=== PROVIDED MATERIAL ===

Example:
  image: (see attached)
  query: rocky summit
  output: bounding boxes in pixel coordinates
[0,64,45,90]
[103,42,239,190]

===

→ **SET TASK**
Write out the data above word for word, leaving every line unchanged.

→ **WORKED ANSWER**
Example:
  image: (see attached)
  query: rocky summit
  output: bounding boxes in pixel coordinates
[0,64,45,90]
[103,42,239,190]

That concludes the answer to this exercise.